• EXERCISE AIM:
Count the lines in the data below that contain the word "roof". Reply with the number alone.

========================================

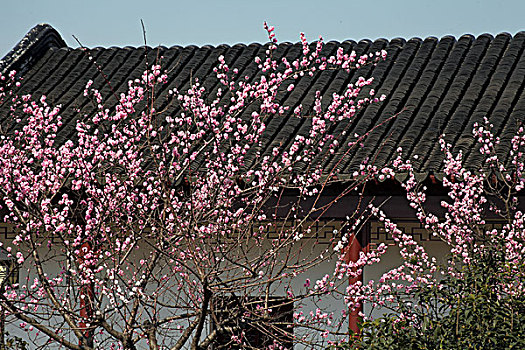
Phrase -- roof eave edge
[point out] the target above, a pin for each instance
(31, 48)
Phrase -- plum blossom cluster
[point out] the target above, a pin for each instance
(481, 213)
(133, 230)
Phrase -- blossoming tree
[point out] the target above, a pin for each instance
(149, 229)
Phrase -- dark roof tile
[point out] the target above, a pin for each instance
(433, 86)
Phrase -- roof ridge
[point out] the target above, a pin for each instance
(31, 48)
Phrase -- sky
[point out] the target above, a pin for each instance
(200, 22)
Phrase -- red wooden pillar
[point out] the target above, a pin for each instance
(352, 254)
(87, 293)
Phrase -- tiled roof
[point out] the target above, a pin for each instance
(436, 86)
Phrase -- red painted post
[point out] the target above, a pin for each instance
(87, 293)
(352, 254)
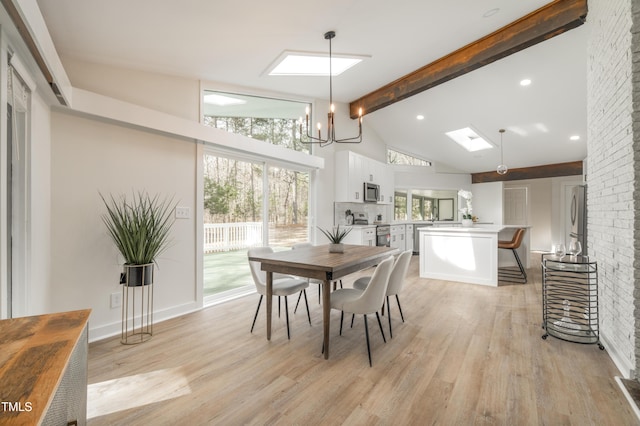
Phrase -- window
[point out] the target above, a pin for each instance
(422, 208)
(271, 120)
(248, 203)
(395, 157)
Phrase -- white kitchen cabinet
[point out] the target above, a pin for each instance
(352, 170)
(408, 236)
(398, 233)
(362, 236)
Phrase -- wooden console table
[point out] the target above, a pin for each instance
(43, 369)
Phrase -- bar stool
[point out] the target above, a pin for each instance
(508, 274)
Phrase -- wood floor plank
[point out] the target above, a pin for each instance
(466, 354)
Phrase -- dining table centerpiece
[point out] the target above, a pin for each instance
(335, 236)
(467, 210)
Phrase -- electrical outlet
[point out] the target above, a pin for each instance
(116, 300)
(182, 212)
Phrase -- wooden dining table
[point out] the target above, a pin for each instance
(317, 262)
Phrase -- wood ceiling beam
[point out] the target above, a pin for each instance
(572, 168)
(549, 21)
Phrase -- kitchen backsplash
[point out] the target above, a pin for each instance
(371, 210)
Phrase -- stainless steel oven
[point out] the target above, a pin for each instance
(383, 235)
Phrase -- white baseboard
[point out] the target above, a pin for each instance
(115, 328)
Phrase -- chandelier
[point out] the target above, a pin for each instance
(331, 130)
(502, 168)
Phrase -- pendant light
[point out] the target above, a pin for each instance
(331, 130)
(502, 168)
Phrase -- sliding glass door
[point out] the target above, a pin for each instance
(248, 203)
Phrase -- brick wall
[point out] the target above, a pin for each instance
(613, 79)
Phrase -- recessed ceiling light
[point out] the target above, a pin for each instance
(469, 139)
(491, 12)
(312, 64)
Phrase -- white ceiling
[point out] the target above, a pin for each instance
(234, 41)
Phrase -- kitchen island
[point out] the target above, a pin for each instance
(468, 255)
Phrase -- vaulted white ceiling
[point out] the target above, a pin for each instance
(234, 41)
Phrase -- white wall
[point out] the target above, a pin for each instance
(548, 212)
(90, 156)
(173, 95)
(39, 288)
(487, 202)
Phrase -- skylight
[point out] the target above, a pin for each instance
(310, 64)
(469, 139)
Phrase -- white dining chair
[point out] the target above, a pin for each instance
(396, 282)
(365, 301)
(283, 285)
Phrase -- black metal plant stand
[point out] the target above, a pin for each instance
(137, 304)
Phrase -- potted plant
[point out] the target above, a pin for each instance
(140, 230)
(335, 237)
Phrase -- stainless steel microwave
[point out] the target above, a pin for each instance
(371, 192)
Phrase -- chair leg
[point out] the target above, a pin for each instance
(297, 303)
(389, 316)
(366, 333)
(380, 325)
(399, 307)
(522, 270)
(286, 309)
(256, 315)
(306, 302)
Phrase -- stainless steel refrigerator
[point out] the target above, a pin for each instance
(578, 216)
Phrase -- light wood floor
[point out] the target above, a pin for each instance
(467, 354)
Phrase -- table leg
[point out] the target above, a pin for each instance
(326, 315)
(269, 302)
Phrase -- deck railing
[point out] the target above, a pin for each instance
(231, 236)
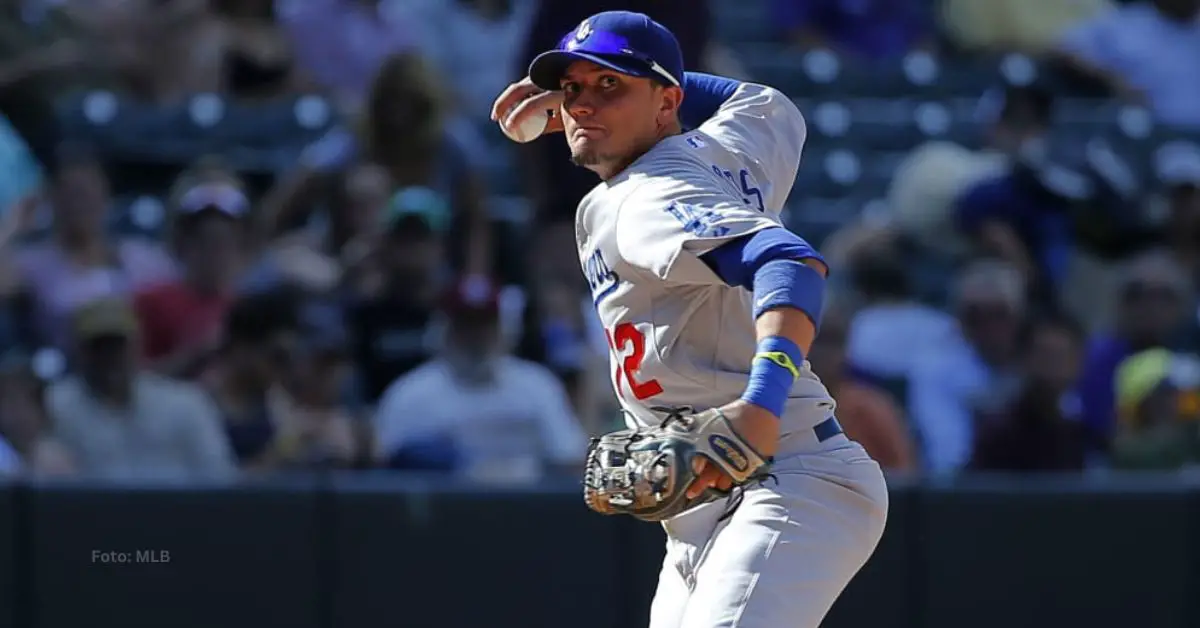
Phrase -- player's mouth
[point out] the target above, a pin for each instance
(589, 132)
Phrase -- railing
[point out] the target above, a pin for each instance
(408, 551)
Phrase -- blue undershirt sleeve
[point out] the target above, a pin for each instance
(703, 95)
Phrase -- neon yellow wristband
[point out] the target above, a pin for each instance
(781, 359)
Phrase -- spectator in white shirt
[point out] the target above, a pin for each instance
(474, 410)
(125, 424)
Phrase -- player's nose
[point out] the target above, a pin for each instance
(581, 106)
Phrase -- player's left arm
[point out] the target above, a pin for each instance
(786, 276)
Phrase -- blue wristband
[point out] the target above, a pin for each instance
(775, 368)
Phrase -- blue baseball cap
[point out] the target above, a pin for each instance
(630, 43)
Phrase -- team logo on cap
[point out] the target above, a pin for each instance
(583, 31)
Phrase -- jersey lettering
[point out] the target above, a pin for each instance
(742, 186)
(600, 276)
(699, 222)
(627, 338)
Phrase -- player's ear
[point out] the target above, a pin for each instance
(669, 106)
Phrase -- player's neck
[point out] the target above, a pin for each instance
(610, 169)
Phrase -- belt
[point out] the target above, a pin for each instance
(827, 429)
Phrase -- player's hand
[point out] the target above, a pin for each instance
(754, 424)
(522, 100)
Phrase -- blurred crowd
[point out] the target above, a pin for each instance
(243, 237)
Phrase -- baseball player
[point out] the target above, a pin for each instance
(709, 303)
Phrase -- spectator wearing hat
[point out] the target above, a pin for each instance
(474, 408)
(1158, 411)
(124, 424)
(181, 318)
(312, 428)
(1152, 311)
(396, 292)
(82, 262)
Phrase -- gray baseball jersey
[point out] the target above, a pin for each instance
(678, 335)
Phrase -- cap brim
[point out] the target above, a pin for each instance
(547, 69)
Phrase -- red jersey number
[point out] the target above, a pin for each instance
(628, 344)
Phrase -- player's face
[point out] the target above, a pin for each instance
(611, 119)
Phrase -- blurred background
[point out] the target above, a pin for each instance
(271, 283)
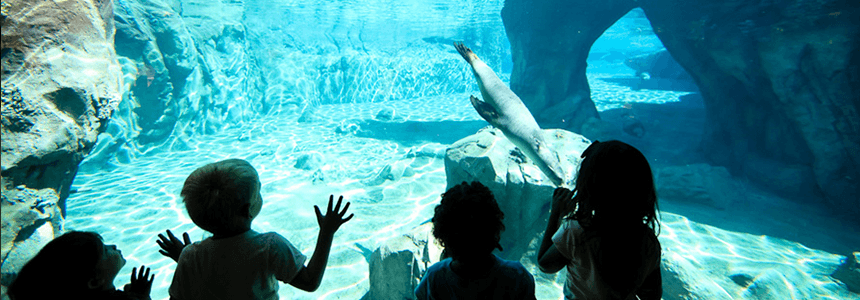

========================================

• ANSWER TO THE TASK:
4